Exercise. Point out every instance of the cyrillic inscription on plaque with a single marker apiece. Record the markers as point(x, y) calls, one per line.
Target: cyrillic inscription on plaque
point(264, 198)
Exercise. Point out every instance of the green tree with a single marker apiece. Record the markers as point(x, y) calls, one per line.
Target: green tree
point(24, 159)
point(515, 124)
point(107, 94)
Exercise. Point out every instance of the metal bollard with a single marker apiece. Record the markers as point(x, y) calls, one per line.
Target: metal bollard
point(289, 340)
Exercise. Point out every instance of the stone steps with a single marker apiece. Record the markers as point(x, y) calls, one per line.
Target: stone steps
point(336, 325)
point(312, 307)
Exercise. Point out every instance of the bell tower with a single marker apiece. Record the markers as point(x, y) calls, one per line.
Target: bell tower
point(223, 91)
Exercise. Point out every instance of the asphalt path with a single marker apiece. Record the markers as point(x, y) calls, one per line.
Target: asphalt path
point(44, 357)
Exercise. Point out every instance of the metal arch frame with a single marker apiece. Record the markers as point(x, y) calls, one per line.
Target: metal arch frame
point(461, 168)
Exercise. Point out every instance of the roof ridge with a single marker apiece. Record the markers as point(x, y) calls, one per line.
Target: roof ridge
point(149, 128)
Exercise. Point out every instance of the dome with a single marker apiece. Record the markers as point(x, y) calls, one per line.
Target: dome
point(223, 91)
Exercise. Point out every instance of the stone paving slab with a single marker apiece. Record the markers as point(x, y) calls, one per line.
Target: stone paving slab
----
**What to produce:** Please copy, exactly as written, every line in the listing above from the line with "Exercise. Point out every instance of the metal arch" up to and including the line with "Exercise. Point out every instance of the roof".

**Task solution:**
Exercise. Point out every instance of the metal arch frame with a single marker apiece. Record the markers as point(x, y) calls, one per line.
Target: metal arch frame
point(461, 168)
Exercise. Point out every instance of the roof ridge with a single marker apiece. Record the markers as point(x, y) calls, one per line.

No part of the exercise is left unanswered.